(Brief 1):
Please list every software wallet that the passage on storing cryptocurrency below names.
━━━ Document section ━━━
Many first-time investors will temporarily leave their coins on the exchange of their choice. Exchanges are safe, to a degree, but any significant amount of holdings need more care and effort. Some investors will be uncomfortable with any amount of bitcoin left on exchange for an extended period of time.

Holding Cryptocurrency on a Software Wallet

From the exchange, you could progress to a software wallet solution, where coins are sent off exchange, into a wallet like Exodus, Casa, or Coinbase Wallet.

Software wallets are not all made equal: some, like Casa, have different tiers of account safety like multisig and multi-factor authentication, while others require you to store your 12-word private keys. Although it may not feel advanced, or technical, moving coins off exchange and into a trusted software wallet is a big step.
━━━ Dataset ━━━
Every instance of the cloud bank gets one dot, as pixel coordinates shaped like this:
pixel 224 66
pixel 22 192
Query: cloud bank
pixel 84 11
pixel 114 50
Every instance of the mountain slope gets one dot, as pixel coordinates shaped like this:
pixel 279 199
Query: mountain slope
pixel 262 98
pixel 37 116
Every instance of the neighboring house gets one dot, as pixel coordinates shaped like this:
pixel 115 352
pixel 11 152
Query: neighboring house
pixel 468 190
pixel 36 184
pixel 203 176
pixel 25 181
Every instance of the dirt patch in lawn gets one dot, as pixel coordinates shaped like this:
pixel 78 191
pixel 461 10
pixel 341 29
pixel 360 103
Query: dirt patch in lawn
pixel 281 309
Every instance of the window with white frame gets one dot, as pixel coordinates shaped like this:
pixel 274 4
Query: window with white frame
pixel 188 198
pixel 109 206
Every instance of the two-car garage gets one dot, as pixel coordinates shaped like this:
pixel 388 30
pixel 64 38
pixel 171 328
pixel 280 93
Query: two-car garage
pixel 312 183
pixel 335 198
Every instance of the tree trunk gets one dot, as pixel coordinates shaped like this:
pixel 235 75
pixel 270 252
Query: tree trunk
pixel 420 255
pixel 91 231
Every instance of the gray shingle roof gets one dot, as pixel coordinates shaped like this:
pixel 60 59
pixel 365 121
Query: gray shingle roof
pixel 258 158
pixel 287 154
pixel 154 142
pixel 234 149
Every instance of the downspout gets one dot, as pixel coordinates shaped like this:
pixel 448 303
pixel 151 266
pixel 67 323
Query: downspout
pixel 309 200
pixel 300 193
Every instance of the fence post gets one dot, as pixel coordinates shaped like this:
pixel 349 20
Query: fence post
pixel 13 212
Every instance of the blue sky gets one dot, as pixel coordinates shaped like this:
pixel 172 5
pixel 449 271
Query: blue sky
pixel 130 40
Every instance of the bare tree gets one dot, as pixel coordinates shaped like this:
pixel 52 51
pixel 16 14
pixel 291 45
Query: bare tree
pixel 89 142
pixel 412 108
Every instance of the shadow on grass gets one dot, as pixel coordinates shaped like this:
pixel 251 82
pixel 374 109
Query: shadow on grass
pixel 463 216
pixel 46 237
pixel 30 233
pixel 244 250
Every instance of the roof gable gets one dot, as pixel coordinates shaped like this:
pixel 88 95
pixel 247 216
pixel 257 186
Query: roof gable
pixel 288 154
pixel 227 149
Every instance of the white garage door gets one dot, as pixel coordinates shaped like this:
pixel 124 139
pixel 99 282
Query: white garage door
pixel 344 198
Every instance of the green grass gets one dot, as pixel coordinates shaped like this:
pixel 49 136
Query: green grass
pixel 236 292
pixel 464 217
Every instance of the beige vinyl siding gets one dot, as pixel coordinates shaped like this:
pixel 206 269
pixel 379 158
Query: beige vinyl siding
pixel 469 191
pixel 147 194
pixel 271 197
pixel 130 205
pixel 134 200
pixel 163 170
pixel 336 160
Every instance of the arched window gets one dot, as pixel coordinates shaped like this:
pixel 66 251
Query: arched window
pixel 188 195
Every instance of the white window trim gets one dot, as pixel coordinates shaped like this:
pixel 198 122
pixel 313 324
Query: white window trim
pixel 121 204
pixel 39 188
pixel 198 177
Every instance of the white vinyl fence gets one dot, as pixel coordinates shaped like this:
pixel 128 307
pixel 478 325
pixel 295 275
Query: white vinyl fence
━━━
(Brief 2):
Duplicate the rows, starting at the first row and ending at the line that contains "pixel 300 193".

(Answer 1):
Exodus, Casa, Coinbase Wallet

(Answer 2):
Every instance of the cloud bank gets one dot, as pixel coordinates shaped like this:
pixel 224 66
pixel 22 192
Query: cloud bank
pixel 84 11
pixel 114 50
Every instance of the mountain slope gets one dot, as pixel coordinates shaped like this:
pixel 279 199
Query: mountain slope
pixel 262 98
pixel 37 116
Every instance of the neighboring house gets one dot, as pixel coordinates shaped like this:
pixel 115 352
pixel 11 152
Query: neighboring house
pixel 468 190
pixel 36 184
pixel 203 176
pixel 25 181
Every instance of the dirt patch in lawn gets one dot, as pixel coordinates shaped like this:
pixel 78 191
pixel 461 10
pixel 341 29
pixel 360 103
Query: dirt patch in lawn
pixel 281 309
Every instance of the window with white frame gets one dot, as pixel coordinates shaped like this:
pixel 274 4
Query: window with white frame
pixel 188 198
pixel 109 206
Every instance of the two-car garage gets one dot, as pixel coordinates shaped like this:
pixel 388 30
pixel 64 38
pixel 171 328
pixel 280 93
Query: two-car garage
pixel 312 183
pixel 335 198
Every instance of the tree trunk gets one dot, as pixel coordinates shaped like this:
pixel 235 75
pixel 270 252
Query: tree trunk
pixel 420 255
pixel 91 231
Every instance of the gray shingle roof gets one dot, as pixel coordinates shaped like this:
pixel 60 59
pixel 365 121
Query: gray shingle roof
pixel 258 158
pixel 287 154
pixel 154 142
pixel 234 149
Every instance of the downspout gets one dot, as pixel coordinates shaped like this:
pixel 448 303
pixel 151 266
pixel 67 323
Query: downspout
pixel 309 200
pixel 300 193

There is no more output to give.